**Source document:**

I have come into this topic late and I am not going to wade through all the posts.

1) Although the full moon is about the same surface brightness as the Earth and camera exposures are similar, a half moon is only 8% as bright as the full moon because the albedo is much less.
Even one day before and after full moon the moon is considerably less bright than full moon.
A thin crescent moon is very dim.
The full moon at the zenith and at perigee is much brighter than an average full moon, and rarely happens.
The average full moon is maybe 3 or 4 times less bright.

2) Magnification definitely shows increasingly fainter stars up to perhaps 30x per inch of aperture and maybe more at a high elevation selected site such as Hawaii or Chile.
This effect applies both in good skies or in light polluted skies.

A 20x50 binocular shows much fainter stars than a 10x50 binocular whatever opinions mentioned above.
For the same observer whose eyes are dark adapted.
That is for similar quality unvignetted binoculars.

It might be useful if experienced observational visual astronomers were consulted here.
Not photographers.

It is thought that the reason is the increasingly higher magnification steadily darkens the sky.

This effect applies both to direct vision and averted vision in healthy eyes.

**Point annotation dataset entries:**
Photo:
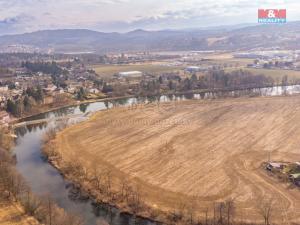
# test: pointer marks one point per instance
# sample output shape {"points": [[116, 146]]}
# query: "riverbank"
{"points": [[13, 214], [149, 154]]}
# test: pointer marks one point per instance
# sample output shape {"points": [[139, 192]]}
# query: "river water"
{"points": [[43, 179]]}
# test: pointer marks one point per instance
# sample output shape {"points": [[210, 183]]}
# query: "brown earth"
{"points": [[13, 214], [196, 151]]}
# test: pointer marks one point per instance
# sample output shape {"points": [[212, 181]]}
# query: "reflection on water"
{"points": [[46, 180]]}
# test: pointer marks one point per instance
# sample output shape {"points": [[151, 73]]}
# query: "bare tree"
{"points": [[265, 207]]}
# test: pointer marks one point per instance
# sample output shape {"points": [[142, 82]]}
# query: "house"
{"points": [[295, 177], [93, 91], [131, 74], [273, 165], [50, 88], [4, 118]]}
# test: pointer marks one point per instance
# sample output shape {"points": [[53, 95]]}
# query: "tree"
{"points": [[265, 209]]}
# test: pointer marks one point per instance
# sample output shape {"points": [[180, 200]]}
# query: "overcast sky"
{"points": [[19, 16]]}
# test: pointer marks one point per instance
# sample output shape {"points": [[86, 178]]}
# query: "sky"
{"points": [[20, 16]]}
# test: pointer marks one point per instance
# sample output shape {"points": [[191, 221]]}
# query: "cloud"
{"points": [[122, 15]]}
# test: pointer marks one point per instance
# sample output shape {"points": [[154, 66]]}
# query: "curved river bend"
{"points": [[44, 179]]}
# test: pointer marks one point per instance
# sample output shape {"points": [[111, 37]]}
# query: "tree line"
{"points": [[14, 188]]}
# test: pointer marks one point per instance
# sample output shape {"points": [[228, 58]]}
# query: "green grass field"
{"points": [[108, 70]]}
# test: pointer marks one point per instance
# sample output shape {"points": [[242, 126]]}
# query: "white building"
{"points": [[133, 74], [193, 69]]}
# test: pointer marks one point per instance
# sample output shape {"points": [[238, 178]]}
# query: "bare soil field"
{"points": [[276, 74], [109, 70], [199, 152]]}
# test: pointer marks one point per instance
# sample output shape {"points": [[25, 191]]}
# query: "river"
{"points": [[43, 179]]}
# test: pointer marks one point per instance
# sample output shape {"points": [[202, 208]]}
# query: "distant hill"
{"points": [[236, 38]]}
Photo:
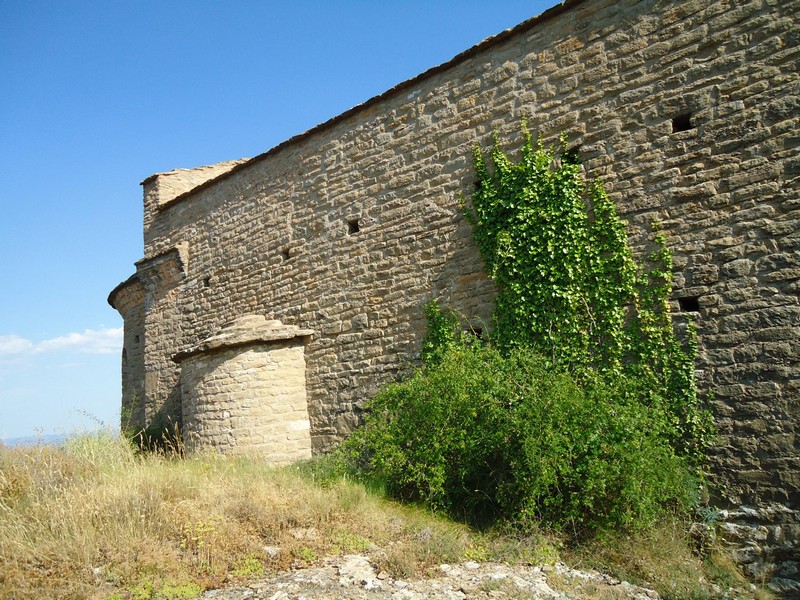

**Goal:**
In the post on moon brightness and telescope magnification, list every condition named in the sentences that begin "This effect applies".

**Result for this exercise:**
- Good skies
- Light polluted skies
- Direct vision
- Averted vision